• **Demande 1**
Reproduisez fidèlement le passage de l'ordonnance qui va de « LE MINISTRE DE LA CITOYENNETÉ ET DE L'IMMIGRATION » jusqu'à « nouveau sur l'affaire. » inclus.
• **Demande 2**
Selon l'ordonnance, quel âge a Guhabalan Nadarajah ?

• **Texte source**
************

Dossier : IMM-2583-01

Ottawa (Ontario), le 23 mai 2002

En présence de :         MADAME LE JUGE LAYDEN-STEVENSON

ENTRE :

                                                         GUHABALAN NADARAJAH

                                                                                                                                                     demandeur

                                                                              - et -

                      LE MINISTRE DE LA CITOYENNETÉ ET DE L'IMMIGRATION

                                                                                                                                                      défendeur

                                                                     ORDONNANCE

La demande de contrôle judiciaire est accueillie, la décision de la SSR datée du 25 avril 2001 est annulée et l'affaire est renvoyée à un tribunal différemment constitué de la SSR pour que celui-ci statue à nouveau sur l'affaire.

« Carolyn A. Layden-Stevenson »

      Juge

Traduction certifiée conforme

Diane Provencher, LL.B., D.D.N.


Date : 20020523

Dossier : IMM-2583-01

Référence neutre : 2002 CFPI 590

ENTRE :

                                                         GUHABALAN NADARAJAH

                                                                                                                                                     demandeur

                                                                              - et -

                       LE MINISTRE DE LA CITOYENNETÉ ET DE IMMIGRATION

                                                                                                                                                      défendeur

                                                    MOTIFS DE L'ORDONNANCE

LE JUGE LAYDEN-STEVENSON

[1]                 Guhabalan Nadarajah, un citoyen sri lankais d'origine tamoul âgé de 65 ans, dit craindre avec raison d'être persécuté au Sri Lanka du fait de ses expériences avec l'armée et avec les Tigres libérateurs de l'Eelam tamoul (TLET). Il demande le contrôle judiciaire de la décision de la Section du statut de réfugié de la Commission de l'immigration et du statut de réfugié (SSR), qui, dans des motifs prononcés de vive voix le 28 février 2001 et dans des motifs écrits datés du 25 avril 2001, a conclu que le demandeur n'était pas un réfugié au sens de la Convention.

************

• **Données affichées**
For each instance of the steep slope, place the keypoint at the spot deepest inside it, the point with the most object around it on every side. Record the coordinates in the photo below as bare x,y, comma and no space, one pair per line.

************

• **Résultat 1**
LE MINISTRE DE LA CITOYENNETÉ ET DE L'IMMIGRATION

                                                                                                                                                      défendeur

                                                                     ORDONNANCE

La demande de contrôle judiciaire est accueillie, la décision de la SSR datée du 25 avril 2001 est annulée et l'affaire est renvoyée à un tribunal différemment constitué de la SSR pour que celui-ci statue à nouveau sur l'affaire.

• **Résultat 2**
Il est âgé de 65 ans.